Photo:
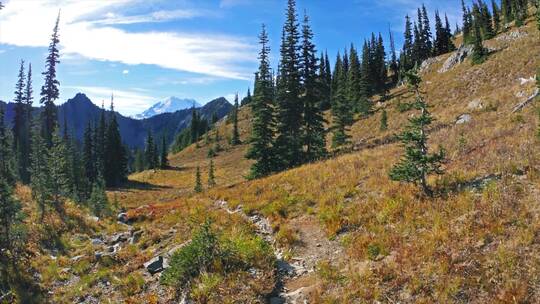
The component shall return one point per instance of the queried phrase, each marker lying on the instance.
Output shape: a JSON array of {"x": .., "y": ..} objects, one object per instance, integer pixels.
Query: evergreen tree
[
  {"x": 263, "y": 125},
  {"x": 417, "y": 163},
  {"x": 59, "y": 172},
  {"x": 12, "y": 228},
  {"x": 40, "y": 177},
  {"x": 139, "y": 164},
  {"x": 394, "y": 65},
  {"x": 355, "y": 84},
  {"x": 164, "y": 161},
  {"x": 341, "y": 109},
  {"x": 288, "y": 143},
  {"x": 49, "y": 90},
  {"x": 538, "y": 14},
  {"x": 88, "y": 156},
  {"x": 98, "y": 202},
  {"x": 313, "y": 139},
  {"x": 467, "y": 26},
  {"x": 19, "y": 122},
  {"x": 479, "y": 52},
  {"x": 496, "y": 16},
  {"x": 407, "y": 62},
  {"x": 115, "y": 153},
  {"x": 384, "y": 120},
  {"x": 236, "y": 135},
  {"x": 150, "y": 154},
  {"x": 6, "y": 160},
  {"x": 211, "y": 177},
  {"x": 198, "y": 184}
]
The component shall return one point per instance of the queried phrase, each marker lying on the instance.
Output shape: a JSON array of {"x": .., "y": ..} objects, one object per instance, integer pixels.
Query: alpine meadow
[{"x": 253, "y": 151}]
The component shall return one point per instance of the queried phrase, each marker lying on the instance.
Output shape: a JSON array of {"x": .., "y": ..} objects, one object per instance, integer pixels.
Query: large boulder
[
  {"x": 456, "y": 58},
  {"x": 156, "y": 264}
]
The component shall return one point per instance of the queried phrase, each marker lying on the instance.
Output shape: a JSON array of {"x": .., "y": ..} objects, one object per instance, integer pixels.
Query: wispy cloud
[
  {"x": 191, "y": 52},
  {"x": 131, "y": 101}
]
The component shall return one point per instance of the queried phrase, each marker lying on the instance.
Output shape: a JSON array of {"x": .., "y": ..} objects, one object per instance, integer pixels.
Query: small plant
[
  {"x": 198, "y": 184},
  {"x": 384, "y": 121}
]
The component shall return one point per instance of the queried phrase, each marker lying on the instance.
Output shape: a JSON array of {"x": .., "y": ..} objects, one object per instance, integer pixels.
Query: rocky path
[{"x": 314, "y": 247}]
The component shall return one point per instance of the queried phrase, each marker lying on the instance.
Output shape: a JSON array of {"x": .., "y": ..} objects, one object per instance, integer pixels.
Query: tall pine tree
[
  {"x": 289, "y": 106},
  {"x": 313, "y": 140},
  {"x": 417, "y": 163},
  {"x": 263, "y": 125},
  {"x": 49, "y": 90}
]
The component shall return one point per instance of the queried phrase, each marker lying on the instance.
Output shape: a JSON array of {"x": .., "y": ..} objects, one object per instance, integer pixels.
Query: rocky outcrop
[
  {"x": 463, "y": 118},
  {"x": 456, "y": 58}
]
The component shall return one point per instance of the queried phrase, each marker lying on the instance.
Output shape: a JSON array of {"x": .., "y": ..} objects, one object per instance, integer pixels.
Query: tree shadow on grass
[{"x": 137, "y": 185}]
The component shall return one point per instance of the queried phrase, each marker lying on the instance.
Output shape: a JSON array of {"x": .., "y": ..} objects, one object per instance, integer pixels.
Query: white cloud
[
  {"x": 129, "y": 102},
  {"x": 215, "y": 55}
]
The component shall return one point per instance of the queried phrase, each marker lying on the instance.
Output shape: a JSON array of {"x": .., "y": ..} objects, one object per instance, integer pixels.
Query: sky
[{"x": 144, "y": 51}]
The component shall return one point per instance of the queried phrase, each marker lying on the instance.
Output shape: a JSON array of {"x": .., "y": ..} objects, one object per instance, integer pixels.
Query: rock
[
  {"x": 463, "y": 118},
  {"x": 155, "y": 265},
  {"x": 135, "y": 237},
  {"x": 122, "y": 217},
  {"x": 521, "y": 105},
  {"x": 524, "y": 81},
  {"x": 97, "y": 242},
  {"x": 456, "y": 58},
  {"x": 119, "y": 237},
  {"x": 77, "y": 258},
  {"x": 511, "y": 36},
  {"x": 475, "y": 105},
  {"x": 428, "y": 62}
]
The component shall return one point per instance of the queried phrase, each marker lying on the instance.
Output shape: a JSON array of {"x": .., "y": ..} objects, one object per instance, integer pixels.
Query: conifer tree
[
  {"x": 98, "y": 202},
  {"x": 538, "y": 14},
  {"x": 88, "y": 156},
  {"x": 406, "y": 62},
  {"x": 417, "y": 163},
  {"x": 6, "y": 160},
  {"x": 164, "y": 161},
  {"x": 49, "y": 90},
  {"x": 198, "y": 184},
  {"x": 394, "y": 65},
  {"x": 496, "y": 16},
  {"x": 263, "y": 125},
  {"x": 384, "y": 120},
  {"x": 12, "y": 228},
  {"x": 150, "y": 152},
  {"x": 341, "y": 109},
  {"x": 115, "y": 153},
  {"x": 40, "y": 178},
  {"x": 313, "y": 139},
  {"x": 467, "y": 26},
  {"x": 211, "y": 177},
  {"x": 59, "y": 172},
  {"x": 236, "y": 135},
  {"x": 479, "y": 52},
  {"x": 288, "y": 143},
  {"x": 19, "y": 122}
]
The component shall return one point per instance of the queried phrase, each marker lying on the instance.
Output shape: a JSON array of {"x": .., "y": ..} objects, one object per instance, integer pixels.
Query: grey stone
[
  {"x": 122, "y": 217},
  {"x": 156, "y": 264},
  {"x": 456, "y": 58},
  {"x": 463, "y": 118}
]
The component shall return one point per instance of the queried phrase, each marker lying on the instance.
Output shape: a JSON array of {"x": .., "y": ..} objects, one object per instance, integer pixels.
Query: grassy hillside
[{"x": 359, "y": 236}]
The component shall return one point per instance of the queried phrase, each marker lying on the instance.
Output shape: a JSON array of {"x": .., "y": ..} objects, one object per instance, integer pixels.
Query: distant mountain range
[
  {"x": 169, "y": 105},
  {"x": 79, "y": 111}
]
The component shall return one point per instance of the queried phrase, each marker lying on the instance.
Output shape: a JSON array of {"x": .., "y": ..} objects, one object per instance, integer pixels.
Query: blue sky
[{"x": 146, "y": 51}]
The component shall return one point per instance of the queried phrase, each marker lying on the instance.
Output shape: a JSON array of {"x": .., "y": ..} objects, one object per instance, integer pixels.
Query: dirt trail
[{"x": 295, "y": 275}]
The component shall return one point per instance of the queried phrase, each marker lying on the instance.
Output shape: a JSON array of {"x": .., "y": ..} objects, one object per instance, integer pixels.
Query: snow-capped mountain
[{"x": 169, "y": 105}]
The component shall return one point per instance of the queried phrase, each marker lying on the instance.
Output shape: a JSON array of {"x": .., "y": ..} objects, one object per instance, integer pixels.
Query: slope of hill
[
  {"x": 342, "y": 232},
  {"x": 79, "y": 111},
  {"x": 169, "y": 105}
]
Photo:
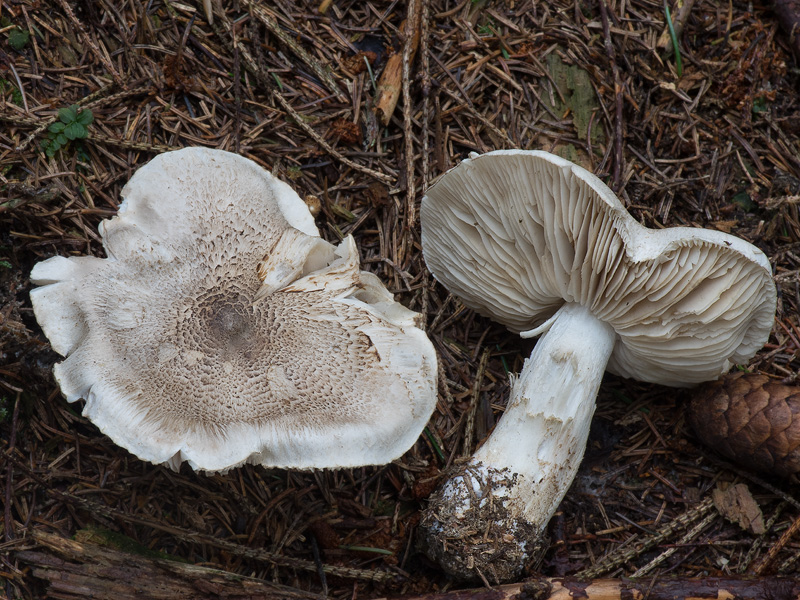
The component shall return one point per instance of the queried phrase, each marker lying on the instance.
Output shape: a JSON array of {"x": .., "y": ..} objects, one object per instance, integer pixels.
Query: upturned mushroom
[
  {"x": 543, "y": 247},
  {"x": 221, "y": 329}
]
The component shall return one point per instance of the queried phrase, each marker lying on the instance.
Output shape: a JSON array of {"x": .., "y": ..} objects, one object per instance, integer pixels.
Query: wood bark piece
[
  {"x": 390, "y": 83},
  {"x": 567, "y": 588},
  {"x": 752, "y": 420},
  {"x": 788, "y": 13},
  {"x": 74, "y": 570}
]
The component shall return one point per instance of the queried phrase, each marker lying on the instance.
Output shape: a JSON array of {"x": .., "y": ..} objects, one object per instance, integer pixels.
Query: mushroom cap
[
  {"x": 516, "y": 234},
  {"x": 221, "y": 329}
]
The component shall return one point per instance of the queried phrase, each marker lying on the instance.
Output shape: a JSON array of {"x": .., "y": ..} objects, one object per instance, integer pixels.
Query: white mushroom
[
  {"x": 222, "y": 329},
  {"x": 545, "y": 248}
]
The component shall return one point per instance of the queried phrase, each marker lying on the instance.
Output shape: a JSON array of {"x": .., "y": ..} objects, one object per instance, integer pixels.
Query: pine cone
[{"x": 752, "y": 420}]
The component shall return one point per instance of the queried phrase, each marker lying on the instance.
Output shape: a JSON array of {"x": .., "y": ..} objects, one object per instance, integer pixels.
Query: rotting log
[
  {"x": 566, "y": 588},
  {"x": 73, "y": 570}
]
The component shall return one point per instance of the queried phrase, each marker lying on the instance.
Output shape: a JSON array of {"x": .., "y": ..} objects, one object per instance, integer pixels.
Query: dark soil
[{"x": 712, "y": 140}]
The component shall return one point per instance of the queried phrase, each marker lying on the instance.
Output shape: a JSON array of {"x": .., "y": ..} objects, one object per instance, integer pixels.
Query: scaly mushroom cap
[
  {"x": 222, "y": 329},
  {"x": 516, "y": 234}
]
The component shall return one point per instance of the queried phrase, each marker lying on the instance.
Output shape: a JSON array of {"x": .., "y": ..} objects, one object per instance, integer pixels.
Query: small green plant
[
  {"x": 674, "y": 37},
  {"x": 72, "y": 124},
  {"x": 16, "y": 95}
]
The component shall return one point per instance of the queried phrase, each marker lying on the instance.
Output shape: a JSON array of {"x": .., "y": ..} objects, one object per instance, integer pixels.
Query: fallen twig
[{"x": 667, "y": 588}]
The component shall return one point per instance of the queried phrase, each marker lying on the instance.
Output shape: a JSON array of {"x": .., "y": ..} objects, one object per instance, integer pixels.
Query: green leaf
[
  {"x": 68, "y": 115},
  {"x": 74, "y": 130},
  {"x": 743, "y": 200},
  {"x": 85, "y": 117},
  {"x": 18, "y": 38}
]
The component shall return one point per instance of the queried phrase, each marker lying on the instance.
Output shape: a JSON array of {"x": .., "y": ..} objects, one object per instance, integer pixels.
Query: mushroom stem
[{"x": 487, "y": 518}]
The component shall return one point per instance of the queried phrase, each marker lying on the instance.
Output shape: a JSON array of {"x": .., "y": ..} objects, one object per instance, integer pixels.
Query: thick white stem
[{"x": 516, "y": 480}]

+===+

Write out only what runs from the line holding "Query: fallen twig" through the last line of the records, exactly as shown.

▶ [Solution for this task]
Query: fallen twig
[{"x": 667, "y": 588}]
The component shall return one point per instance of the queried phrase, each marker lying on the instance.
Output shape: a JSON array of {"x": .., "y": ..} objects, one object per instance, integer pixels.
Query: green leaf
[
  {"x": 68, "y": 115},
  {"x": 74, "y": 130},
  {"x": 743, "y": 200},
  {"x": 85, "y": 117},
  {"x": 18, "y": 38}
]
The component shall return one point per instance of the queried phrase, each marker lying on the instance.
Output shape: a JSON array of {"x": .., "y": ..} objects, one object per instance, integer pixels.
Query: mushroom stem
[{"x": 487, "y": 518}]
The component shall return one point per instance of the queried phrase, each marker lying on the instance.
Output shape: a JSON array of {"x": .., "y": ..} objects, one object per instance, integer pixels.
Query: thick white stem
[{"x": 516, "y": 480}]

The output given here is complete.